Requirement:
In the Power Query post below, what file path does the Source step read from?

Source:
• • • • • • •
I have the following code to import XML file and convert to table form in Excel 2016 qith Power Query.
let
Source = Xml.Tables(File.Contents("D:\XML\file.xml")),
Table0 = Source{0}[Table],
#"Changed Type" = Table.TransformColumnTypes(Table0,{{"Attribute:index", Int64.Type}}),
#"Expanded row" = Table.ExpandTableColumn(#"Changed Type", "row", {"column"}, {"row.column"}),
#"Expanded row.column" = Table.ExpandTableColumn(#"Expanded row", "row.column", {"text"}, {"row.column.text"}),
#"Expanded row.column.text" = Table.ExpandTableColumn(#"Expanded row.column", "row.column.text", {"Element:Text", "Attribute:fontName", "Attribute:fontSize", "Attribute:x", "Attribute:y", "Attribute:width", "Attribute:height"}, {"row.column.text.Element:Text", "row.column.text.Attribute:fontName", "row.column.text.Attribute:fontSize", "row.column.text.Attribute:x", "row.column.text.Attribute:y", "row.column.text.Attribute:width", "row.column.text.Attribute:height"})
in
#"Expanded row.column.text"
• • • • • • •
Extracted entries:
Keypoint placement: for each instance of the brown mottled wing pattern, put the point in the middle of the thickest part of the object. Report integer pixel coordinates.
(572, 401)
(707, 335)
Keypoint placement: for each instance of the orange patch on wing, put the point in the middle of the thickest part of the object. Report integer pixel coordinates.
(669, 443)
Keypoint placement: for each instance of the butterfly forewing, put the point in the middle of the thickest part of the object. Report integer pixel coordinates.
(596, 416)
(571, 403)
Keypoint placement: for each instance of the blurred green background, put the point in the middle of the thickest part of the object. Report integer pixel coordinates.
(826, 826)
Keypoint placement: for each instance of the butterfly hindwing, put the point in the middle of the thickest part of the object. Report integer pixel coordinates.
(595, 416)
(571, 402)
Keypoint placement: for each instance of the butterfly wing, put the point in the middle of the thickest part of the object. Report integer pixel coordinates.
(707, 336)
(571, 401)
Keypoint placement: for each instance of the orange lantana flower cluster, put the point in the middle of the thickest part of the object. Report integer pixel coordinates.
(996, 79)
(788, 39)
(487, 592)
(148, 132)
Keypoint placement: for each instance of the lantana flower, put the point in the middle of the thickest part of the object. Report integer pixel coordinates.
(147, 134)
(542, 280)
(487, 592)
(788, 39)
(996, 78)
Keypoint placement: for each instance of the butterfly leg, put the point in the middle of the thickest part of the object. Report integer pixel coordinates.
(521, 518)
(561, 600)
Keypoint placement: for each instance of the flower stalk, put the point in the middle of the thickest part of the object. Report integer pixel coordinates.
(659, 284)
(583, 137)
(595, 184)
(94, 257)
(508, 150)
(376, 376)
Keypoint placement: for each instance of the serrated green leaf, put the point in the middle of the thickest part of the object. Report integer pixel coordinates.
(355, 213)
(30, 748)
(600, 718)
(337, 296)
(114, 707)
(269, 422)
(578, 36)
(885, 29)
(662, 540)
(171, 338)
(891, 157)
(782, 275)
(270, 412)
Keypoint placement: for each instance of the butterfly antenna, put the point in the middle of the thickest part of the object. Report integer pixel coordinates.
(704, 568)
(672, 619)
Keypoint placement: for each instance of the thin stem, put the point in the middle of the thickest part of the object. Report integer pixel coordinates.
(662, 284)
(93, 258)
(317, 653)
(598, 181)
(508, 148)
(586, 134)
• • • • • • •
Worked solution:
D:\XML\file.xml